• _Objective_
Gather every line in the records below that contains the word "wooden", and copy each one out in full.

━━━━━ Source material ━━━━━

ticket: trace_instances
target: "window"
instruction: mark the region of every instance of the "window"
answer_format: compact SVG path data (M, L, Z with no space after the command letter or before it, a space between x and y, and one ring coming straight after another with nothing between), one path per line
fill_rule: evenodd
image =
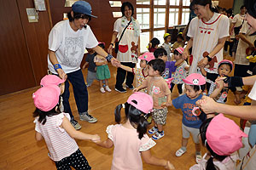
M149 8L137 8L137 20L139 21L141 29L149 28Z
M169 26L173 26L177 25L178 20L178 8L170 8L169 9Z
M154 8L154 28L165 27L166 8Z

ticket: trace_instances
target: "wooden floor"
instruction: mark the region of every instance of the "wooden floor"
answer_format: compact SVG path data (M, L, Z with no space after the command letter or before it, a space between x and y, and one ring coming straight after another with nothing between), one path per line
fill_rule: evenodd
M94 82L89 91L89 111L98 119L96 123L89 123L79 120L79 113L72 92L70 104L73 115L82 125L80 131L88 133L98 133L102 139L107 138L106 128L114 123L113 110L117 105L126 101L131 90L125 94L115 92L116 69L109 66L111 93L101 94L97 82ZM84 78L87 71L83 71ZM48 157L44 141L37 142L34 139L34 123L32 112L34 105L32 94L38 87L21 92L0 96L0 169L55 169L54 162ZM71 90L72 91L72 90ZM177 92L175 88L172 98L175 99ZM230 93L228 104L232 104L233 94ZM195 163L195 146L190 138L188 151L181 157L175 156L175 151L181 146L182 112L173 107L168 109L167 122L164 127L165 137L151 149L154 156L168 159L177 169L189 169ZM237 118L233 118L238 122ZM152 125L150 126L150 128ZM113 149L104 149L90 141L77 140L80 150L87 158L92 169L110 169ZM205 153L205 149L202 152ZM143 169L164 169L163 167L143 164Z

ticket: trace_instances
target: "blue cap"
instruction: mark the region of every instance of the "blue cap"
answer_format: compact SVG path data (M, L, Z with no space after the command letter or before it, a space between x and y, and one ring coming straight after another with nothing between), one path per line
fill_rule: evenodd
M91 14L91 7L89 3L85 1L77 1L72 5L72 10L75 13L81 13L89 16L97 18Z

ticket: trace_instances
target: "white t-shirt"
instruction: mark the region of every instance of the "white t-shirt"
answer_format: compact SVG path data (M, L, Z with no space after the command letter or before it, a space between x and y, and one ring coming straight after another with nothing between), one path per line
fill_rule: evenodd
M214 13L212 19L207 22L199 20L198 17L191 20L188 36L194 39L192 48L193 62L189 69L189 74L197 72L197 63L203 59L204 53L210 54L218 44L218 39L230 36L229 28L229 18L217 13ZM218 63L223 60L223 48L215 56L209 69L217 71Z
M240 32L244 34L246 38L253 43L253 42L256 39L256 36L249 36L250 33L250 26L247 24L247 22L245 20L243 22L243 25L241 26L241 29L240 30ZM250 64L249 60L247 59L247 54L246 49L249 47L249 45L242 41L241 38L239 39L236 54L236 60L235 64L237 65L248 65Z
M113 25L113 31L118 32L118 40L119 40L123 30L125 28L126 25L122 25L122 22L128 22L125 17L118 19ZM136 20L137 28L140 32L140 24ZM117 54L117 60L121 62L133 62L137 63L137 42L138 37L135 34L135 30L132 22L130 23L129 26L125 31L121 41L119 42L119 52Z
M65 73L80 69L85 48L92 48L98 45L90 26L82 30L73 31L69 20L58 22L49 34L49 49L55 52L58 62ZM52 73L57 74L48 56L48 68Z
M256 100L256 82L254 82L254 85L253 85L248 97L251 99Z

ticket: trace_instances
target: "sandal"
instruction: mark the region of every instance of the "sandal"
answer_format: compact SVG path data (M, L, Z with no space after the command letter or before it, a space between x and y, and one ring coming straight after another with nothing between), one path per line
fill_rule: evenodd
M199 163L201 160L201 155L195 155L195 162Z
M183 150L182 150L181 148L176 151L175 155L177 157L181 156L182 155L183 155L186 152L186 150L184 151Z

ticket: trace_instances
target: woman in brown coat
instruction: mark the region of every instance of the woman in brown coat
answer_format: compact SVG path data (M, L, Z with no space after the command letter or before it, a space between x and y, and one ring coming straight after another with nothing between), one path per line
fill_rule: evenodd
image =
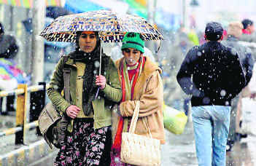
M135 108L140 101L139 119L135 133L165 143L162 106L163 101L160 68L143 55L144 42L139 33L127 33L123 40L123 58L116 62L122 84L123 98L113 116L111 165L125 165L120 162L122 133L128 132ZM148 127L145 125L147 123Z

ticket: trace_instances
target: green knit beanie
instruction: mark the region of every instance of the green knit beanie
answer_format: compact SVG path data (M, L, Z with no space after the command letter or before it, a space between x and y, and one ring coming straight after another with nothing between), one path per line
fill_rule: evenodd
M123 45L121 50L125 48L133 48L144 53L144 42L140 37L139 33L128 32L126 33L123 39Z

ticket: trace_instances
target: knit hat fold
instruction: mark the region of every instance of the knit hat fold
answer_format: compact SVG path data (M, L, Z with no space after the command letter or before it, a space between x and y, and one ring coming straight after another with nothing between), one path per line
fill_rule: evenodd
M123 39L122 50L125 48L133 48L141 51L144 51L144 42L142 40L140 33L134 32L127 33Z

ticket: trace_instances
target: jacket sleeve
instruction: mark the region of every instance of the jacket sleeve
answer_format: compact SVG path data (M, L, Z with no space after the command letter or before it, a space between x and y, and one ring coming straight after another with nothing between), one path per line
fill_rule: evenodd
M102 91L108 100L117 103L122 99L122 89L118 79L117 68L111 58L109 58L108 66L106 84Z
M247 48L245 55L246 55L246 63L245 63L245 68L246 68L246 75L245 78L247 80L245 86L247 86L249 81L251 80L252 76L252 69L254 66L255 60L252 55L252 50L249 48Z
M193 67L192 60L190 59L192 54L193 50L190 50L187 52L186 58L184 59L177 76L177 79L179 86L187 95L193 93L193 83L191 81Z
M230 78L232 77L232 83L230 82L230 84L232 84L232 88L228 88L231 92L228 92L228 94L231 95L231 98L236 97L241 90L245 87L246 84L246 78L244 71L241 67L241 64L239 60L238 55L236 53L236 55L232 55L230 56L231 58L230 63L232 66L231 71L230 71ZM231 84L230 84L231 85Z
M161 110L163 102L163 82L158 71L155 71L146 82L146 90L140 98L139 117L147 116ZM132 116L135 100L122 102L120 106L123 116Z
M57 109L61 112L65 112L71 104L61 95L61 91L64 87L63 66L63 58L62 58L55 66L47 92L50 100L56 106Z

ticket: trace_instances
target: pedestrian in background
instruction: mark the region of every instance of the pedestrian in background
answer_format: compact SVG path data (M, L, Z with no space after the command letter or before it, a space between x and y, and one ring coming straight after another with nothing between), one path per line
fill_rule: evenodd
M231 99L244 87L239 58L220 42L219 23L206 24L206 43L190 50L177 76L184 92L191 95L196 154L200 166L224 166Z
M244 19L241 21L243 24L243 34L240 37L240 40L249 42L255 42L256 39L255 39L255 25L253 21L249 19Z
M122 98L117 69L104 53L99 64L102 50L98 32L77 32L76 44L67 61L59 60L47 89L53 105L69 117L66 142L54 165L109 165L111 108ZM98 76L99 65L103 75ZM70 70L70 103L61 95L63 67Z
M0 58L5 58L8 60L13 59L17 55L19 50L19 47L16 44L15 38L13 36L4 34L4 29L2 24L0 23ZM0 88L1 90L11 90L17 88L18 81L12 78L10 80L1 80ZM9 111L14 111L15 95L9 95L7 97L7 111L3 112L1 106L3 103L3 98L0 98L0 112L1 114L6 114Z
M117 111L119 115L112 117L114 142L111 165L125 165L120 162L122 133L129 130L136 106L134 100L140 101L134 133L150 137L150 130L153 138L165 143L161 69L150 58L144 56L144 42L139 33L127 33L121 47L123 58L116 61L123 98Z
M233 51L237 52L240 62L245 71L246 84L249 84L252 76L254 66L254 59L252 50L238 43L238 39L242 35L243 25L237 21L232 22L228 27L228 39L222 42L225 46L232 47ZM242 98L249 97L250 92L248 87L243 89L241 94L234 98L231 104L230 125L229 127L228 139L227 143L227 151L230 151L236 141L239 141L241 136L239 124L242 114Z

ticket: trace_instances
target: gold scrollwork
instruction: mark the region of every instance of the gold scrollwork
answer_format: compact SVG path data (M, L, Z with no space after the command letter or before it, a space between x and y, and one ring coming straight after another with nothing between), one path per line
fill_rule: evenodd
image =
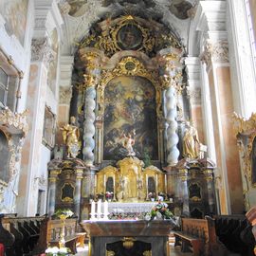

━━━━━

• _Final result_
target: "wooden floor"
instruction: mark the region of every instance of the "wooden floor"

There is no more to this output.